Mágicas Ruinas
crónicas del siglo pasado

México y el petróleo
Marzo, 1938: La guerra del petróleo en México

Había sido una tarde calurosa para los mexicanos. El sol acababa de esconderse detrás de las torcidas casonas coloniales del siglo XVI, en la parte más vieja de la ciudad, cuando la voz del presidente Lázaro Cárdenas comenzó a escucharse desde los parlantes instalados alrededor del Palacio Nacional. Era una voz seca, monótona, la que llamó a silencio. Los manifestantes recogieron sus carteles, apagaron sus gritos y Cárdenas habló: "Voy a leerles el texto del decreto que acabo de firmar. Articulo primero: Se declaran expropiados por causa de utilidad pública y a favor de la Nación, las maquinarias, instalaciones, edificios, oleoductos, refinerías, tanques de almacenamiento, vías de comunicación, carros tanques, estaciones de distribución, embarcaciones y todos los demás bienes muebles e inmuebles de todas las compañías petroleras que operan en el país". Luego leyó la lista de compañías y la multitud estalló en una ovación. Era el 18 de marzo de 1938. Al concluir su discurso, Cárdenas se inclinó al oído de su canciller, Eduardo Hay, y le ordenó en voz baja: “Hágame el favor, Eduardo, váyase usted ahora mismo a ver al embajador norteamericano y cuéntele los detalles de este proceso.
Quiero que observe detenidamente sus reacciones. Si le dice que no está de acuerdo, anticípele que no le daremos tiempo a tomar represalias. Escúcheme bien, Eduardo: quiero que le aclare que estoy decidido a convocar al pueblo a incendiar todos los pozos petroleros y a arrojarme al último de ellos envuelto en el pabellón nacional, si es necesario. Que sepa que esto no es un chiste.”
No lo era. El chiste, en cambio, se hizo años después, cuando el gobierno mexicano decidió celebrar los 18 de marzo con una gran fiesta en la que debía invitarse especialmente al embajador norteamericano a escuchar el informe anual del director de Pemex (la empresa estatal del petróleo) y asistir a la evocación histórica de la fecha. El miércoles de la semana pasada, esta ceremonia volvió a cumplirse con la misma solemnidad de siempre.

• _EJERCICIO PROPUESTO 1_: Enumera los bienes que nombra el decreto en la crónica sobre la expropiación petrolera, desde «maquinarias» hasta «refinerías», ambos incluidos.

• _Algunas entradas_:
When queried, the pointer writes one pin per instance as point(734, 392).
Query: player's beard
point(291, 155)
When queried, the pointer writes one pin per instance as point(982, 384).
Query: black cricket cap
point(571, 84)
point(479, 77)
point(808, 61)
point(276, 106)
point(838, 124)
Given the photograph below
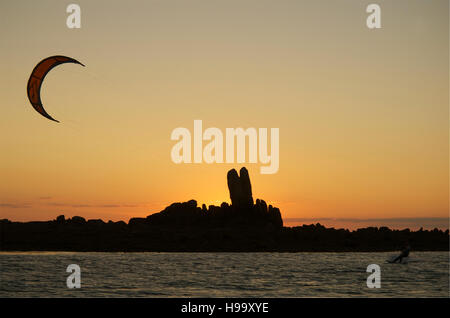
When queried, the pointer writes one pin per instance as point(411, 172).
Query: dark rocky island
point(244, 226)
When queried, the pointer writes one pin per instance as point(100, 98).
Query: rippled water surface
point(44, 274)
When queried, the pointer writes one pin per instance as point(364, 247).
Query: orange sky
point(363, 114)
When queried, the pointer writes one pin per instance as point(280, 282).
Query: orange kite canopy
point(37, 77)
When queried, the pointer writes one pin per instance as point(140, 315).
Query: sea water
point(43, 274)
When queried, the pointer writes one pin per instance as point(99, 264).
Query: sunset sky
point(363, 114)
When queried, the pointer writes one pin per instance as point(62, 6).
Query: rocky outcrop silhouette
point(240, 189)
point(243, 226)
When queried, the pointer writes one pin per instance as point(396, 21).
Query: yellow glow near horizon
point(363, 114)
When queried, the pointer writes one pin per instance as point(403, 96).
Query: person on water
point(404, 253)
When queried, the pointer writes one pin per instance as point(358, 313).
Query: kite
point(37, 77)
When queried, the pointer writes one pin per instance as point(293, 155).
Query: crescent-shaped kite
point(37, 77)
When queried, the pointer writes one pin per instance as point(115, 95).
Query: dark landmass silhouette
point(243, 226)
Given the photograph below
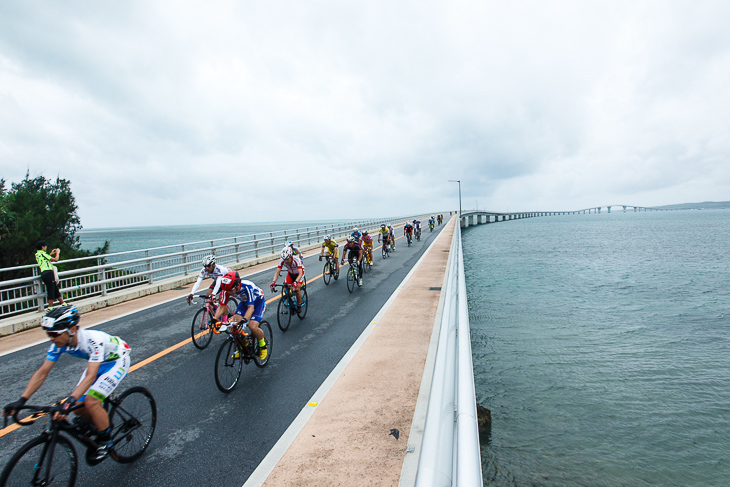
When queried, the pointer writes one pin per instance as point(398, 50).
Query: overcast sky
point(235, 111)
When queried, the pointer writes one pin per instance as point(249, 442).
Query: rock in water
point(484, 419)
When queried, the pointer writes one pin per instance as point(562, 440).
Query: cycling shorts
point(108, 377)
point(259, 306)
point(290, 278)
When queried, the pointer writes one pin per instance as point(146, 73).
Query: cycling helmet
point(286, 252)
point(228, 281)
point(60, 319)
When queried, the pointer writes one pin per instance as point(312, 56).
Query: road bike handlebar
point(38, 412)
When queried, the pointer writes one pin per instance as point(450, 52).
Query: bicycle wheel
point(301, 313)
point(200, 330)
point(284, 312)
point(31, 466)
point(228, 365)
point(351, 278)
point(134, 419)
point(269, 337)
point(327, 272)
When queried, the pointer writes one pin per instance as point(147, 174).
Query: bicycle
point(240, 347)
point(352, 276)
point(367, 263)
point(288, 305)
point(50, 458)
point(330, 270)
point(203, 320)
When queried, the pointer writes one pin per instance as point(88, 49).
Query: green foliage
point(39, 209)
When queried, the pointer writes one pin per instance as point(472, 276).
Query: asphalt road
point(205, 437)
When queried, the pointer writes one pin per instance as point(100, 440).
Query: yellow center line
point(154, 357)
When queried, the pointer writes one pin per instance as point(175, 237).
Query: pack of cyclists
point(108, 357)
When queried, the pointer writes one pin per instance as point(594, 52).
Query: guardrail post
point(149, 266)
point(100, 276)
point(37, 289)
point(185, 259)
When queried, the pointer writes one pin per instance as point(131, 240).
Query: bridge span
point(477, 217)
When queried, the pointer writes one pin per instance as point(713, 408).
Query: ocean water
point(601, 346)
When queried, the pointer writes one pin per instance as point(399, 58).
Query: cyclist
point(212, 270)
point(108, 363)
point(332, 248)
point(408, 231)
point(295, 251)
point(251, 307)
point(353, 249)
point(392, 237)
point(384, 235)
point(294, 275)
point(366, 241)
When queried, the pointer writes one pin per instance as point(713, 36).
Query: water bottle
point(247, 337)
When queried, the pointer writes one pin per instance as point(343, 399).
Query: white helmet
point(286, 253)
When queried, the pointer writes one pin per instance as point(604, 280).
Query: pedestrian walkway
point(359, 433)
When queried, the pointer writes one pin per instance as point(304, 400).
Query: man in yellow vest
point(49, 278)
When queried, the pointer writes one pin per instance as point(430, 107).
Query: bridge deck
point(348, 438)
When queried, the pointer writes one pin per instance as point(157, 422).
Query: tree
point(38, 209)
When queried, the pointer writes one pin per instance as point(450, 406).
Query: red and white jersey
point(296, 263)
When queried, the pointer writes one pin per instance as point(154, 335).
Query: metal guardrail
point(112, 272)
point(450, 454)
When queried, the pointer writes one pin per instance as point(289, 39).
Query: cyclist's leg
point(256, 317)
point(108, 377)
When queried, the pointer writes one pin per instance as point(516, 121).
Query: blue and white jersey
point(92, 345)
point(218, 272)
point(249, 292)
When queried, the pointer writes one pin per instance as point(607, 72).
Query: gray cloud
point(159, 112)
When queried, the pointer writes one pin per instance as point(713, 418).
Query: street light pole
point(458, 181)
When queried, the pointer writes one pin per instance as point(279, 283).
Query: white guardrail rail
point(112, 272)
point(450, 454)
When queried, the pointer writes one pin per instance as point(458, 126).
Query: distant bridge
point(477, 217)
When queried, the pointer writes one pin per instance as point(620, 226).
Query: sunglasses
point(56, 333)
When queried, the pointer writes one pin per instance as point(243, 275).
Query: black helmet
point(60, 319)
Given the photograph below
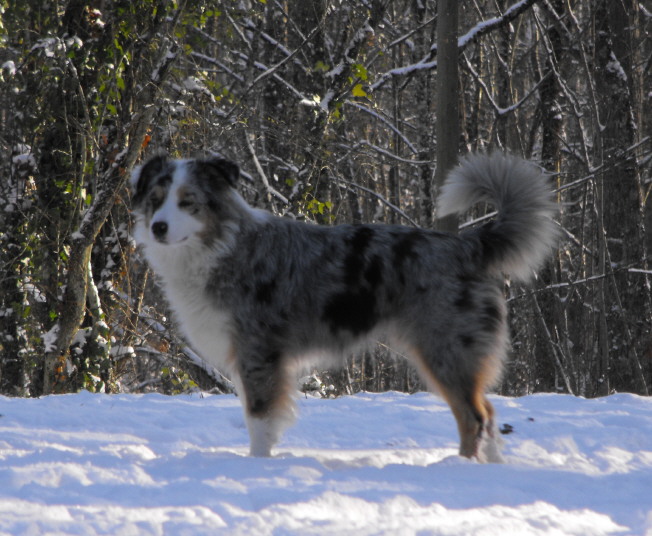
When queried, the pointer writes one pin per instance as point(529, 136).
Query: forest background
point(331, 109)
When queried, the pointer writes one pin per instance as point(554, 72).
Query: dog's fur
point(258, 295)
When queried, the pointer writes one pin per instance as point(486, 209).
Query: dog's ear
point(142, 176)
point(224, 169)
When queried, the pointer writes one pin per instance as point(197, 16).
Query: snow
point(363, 464)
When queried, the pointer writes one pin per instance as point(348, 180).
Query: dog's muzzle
point(160, 230)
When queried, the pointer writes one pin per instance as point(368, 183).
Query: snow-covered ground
point(365, 464)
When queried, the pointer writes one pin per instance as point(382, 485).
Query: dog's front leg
point(267, 403)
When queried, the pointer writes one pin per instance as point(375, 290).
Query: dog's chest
point(204, 323)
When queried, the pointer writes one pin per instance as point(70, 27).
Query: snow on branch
point(480, 29)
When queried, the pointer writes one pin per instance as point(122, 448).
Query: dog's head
point(177, 200)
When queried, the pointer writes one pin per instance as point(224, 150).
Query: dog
point(259, 296)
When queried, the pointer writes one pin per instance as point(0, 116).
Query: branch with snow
point(480, 29)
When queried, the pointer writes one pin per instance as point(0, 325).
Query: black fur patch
point(355, 308)
point(355, 312)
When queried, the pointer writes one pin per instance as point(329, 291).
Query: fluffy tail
point(524, 233)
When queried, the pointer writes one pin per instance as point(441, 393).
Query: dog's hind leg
point(464, 391)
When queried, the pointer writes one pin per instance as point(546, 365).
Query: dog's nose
point(159, 229)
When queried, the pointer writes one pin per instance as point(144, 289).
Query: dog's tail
point(523, 233)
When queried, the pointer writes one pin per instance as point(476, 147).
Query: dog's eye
point(187, 203)
point(156, 199)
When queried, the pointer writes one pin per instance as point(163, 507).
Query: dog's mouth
point(164, 240)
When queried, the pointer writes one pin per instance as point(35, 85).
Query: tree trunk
point(447, 104)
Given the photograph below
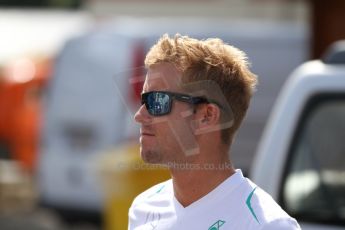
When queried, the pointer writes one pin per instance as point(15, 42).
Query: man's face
point(168, 138)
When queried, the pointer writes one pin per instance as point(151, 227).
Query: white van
point(84, 114)
point(301, 158)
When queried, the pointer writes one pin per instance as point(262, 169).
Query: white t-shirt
point(237, 203)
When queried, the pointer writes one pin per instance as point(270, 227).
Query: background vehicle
point(300, 160)
point(86, 115)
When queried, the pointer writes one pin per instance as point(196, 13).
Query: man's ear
point(207, 119)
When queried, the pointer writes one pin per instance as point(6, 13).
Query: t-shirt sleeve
point(282, 224)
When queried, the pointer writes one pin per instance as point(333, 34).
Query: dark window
point(314, 188)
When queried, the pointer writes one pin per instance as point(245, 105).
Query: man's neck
point(192, 184)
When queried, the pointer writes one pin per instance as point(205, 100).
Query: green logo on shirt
point(216, 225)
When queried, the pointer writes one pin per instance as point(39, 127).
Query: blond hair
point(213, 60)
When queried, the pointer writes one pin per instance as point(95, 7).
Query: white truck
point(301, 156)
point(84, 115)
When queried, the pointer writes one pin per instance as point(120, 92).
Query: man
point(195, 96)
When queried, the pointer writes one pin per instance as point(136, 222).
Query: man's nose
point(142, 115)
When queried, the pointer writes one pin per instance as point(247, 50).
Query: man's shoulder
point(158, 191)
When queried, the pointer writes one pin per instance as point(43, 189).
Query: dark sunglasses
point(159, 103)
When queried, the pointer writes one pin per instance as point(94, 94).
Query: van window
point(314, 185)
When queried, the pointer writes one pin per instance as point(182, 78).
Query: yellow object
point(125, 176)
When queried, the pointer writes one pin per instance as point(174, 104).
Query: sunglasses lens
point(158, 103)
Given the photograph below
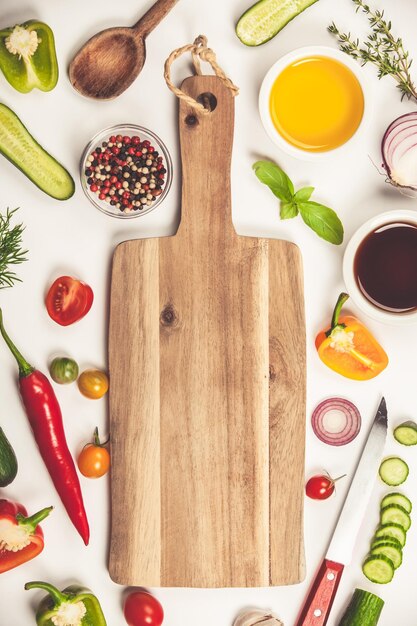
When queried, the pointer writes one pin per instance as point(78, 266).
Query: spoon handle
point(151, 19)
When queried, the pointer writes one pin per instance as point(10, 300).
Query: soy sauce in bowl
point(385, 267)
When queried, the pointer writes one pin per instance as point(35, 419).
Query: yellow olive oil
point(316, 104)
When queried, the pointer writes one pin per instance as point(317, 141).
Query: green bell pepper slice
point(73, 606)
point(28, 56)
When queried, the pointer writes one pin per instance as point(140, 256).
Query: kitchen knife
point(316, 609)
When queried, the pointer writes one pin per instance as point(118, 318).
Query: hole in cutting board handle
point(208, 100)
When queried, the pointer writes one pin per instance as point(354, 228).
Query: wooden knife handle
point(316, 609)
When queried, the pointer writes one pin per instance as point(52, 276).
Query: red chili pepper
point(21, 539)
point(45, 418)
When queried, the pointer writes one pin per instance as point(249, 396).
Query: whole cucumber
point(8, 461)
point(21, 149)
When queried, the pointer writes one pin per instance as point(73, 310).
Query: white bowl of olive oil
point(313, 102)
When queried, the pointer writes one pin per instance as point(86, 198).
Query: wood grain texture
point(214, 363)
point(109, 62)
point(134, 414)
point(216, 450)
point(287, 392)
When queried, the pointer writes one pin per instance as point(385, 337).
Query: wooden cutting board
point(207, 402)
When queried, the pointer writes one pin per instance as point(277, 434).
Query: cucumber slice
point(266, 18)
point(397, 514)
point(377, 541)
point(378, 568)
point(364, 609)
point(406, 433)
point(391, 551)
point(391, 530)
point(21, 149)
point(393, 471)
point(397, 498)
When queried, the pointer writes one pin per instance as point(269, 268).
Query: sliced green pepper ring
point(28, 57)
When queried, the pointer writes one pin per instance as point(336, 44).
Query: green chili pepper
point(75, 606)
point(28, 57)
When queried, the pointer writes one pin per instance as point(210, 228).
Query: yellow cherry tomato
point(93, 384)
point(94, 458)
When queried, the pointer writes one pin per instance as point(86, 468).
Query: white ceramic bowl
point(271, 76)
point(390, 217)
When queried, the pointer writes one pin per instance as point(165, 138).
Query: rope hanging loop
point(199, 52)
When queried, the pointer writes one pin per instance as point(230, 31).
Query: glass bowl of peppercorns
point(126, 171)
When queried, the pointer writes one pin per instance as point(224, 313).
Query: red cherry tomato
point(68, 300)
point(143, 609)
point(321, 486)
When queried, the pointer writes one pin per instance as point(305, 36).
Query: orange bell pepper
point(348, 347)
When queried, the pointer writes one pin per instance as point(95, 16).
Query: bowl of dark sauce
point(380, 267)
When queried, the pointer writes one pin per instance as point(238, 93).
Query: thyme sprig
point(381, 48)
point(11, 252)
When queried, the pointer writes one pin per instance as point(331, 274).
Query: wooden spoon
point(111, 60)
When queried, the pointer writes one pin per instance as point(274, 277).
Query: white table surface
point(74, 238)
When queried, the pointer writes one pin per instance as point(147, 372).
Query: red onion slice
point(399, 151)
point(336, 421)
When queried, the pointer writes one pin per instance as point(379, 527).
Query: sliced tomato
point(68, 300)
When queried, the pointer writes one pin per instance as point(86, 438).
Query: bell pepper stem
point(367, 362)
point(24, 367)
point(34, 520)
point(337, 310)
point(57, 596)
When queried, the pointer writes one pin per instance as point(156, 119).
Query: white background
point(74, 238)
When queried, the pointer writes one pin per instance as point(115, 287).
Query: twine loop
point(199, 52)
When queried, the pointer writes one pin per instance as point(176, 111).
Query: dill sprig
point(381, 48)
point(11, 252)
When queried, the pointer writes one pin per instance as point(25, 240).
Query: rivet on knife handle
point(316, 609)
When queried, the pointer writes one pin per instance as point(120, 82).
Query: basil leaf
point(287, 210)
point(322, 220)
point(303, 194)
point(275, 178)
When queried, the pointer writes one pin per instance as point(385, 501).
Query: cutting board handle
point(203, 137)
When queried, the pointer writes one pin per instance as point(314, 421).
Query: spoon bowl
point(111, 60)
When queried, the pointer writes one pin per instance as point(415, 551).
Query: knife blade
point(316, 609)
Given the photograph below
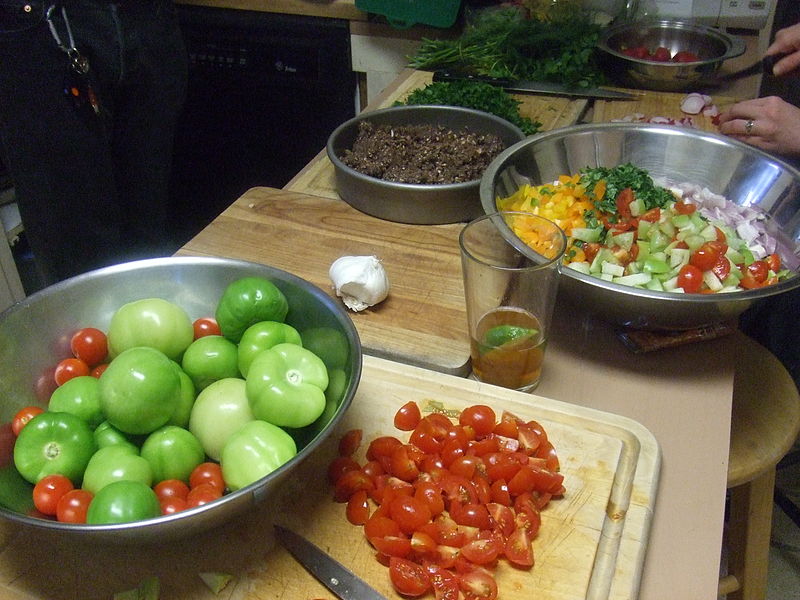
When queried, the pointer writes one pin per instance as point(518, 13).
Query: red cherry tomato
point(23, 416)
point(690, 278)
point(206, 326)
point(90, 345)
point(73, 505)
point(408, 578)
point(407, 417)
point(171, 488)
point(98, 370)
point(69, 368)
point(48, 491)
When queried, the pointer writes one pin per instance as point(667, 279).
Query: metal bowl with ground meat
point(417, 164)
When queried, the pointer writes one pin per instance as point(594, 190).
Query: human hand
point(787, 42)
point(769, 123)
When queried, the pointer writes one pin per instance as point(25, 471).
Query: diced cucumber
point(655, 265)
point(612, 269)
point(633, 280)
point(655, 285)
point(603, 255)
point(623, 240)
point(678, 257)
point(668, 229)
point(681, 221)
point(694, 241)
point(587, 234)
point(582, 267)
point(709, 233)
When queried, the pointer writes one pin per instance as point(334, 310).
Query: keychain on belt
point(77, 82)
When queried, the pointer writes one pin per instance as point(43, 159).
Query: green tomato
point(79, 396)
point(253, 452)
point(115, 463)
point(106, 435)
point(219, 411)
point(54, 443)
point(151, 322)
point(173, 453)
point(329, 344)
point(286, 386)
point(263, 335)
point(209, 359)
point(123, 502)
point(247, 301)
point(139, 391)
point(185, 400)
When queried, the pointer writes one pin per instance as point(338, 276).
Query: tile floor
point(784, 559)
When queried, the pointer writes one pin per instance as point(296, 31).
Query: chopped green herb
point(503, 43)
point(475, 95)
point(621, 177)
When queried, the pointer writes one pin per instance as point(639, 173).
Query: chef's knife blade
point(538, 87)
point(331, 573)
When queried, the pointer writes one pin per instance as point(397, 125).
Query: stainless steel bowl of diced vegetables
point(670, 227)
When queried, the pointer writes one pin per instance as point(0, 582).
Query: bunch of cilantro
point(475, 95)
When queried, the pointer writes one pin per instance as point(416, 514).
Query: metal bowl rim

• _EJERCICIO PROPUESTO 2_: Presenta como tabla Markdown todo lo que va desde el inicio de las entradas hasta la línea que contiene "point(838, 124)", ambas incluidas, con las columnas «N.º» y «Línea» y sin las líneas en blanco.

• _SOLUCIÓN 1_:
- maquinarias
- instalaciones
- edificios
- oleoductos
- refinerías

• _SOLUCIÓN 2_:
| N.º | Línea |
|---|---|
| 1 | When queried, the pointer writes one pin per instance as point(734, 392). |
| 2 | Query: player's beard |
| 3 | point(291, 155) |
| 4 | When queried, the pointer writes one pin per instance as point(982, 384). |
| 5 | Query: black cricket cap |
| 6 | point(571, 84) |
| 7 | point(479, 77) |
| 8 | point(808, 61) |
| 9 | point(276, 106) |
| 10 | point(838, 124) |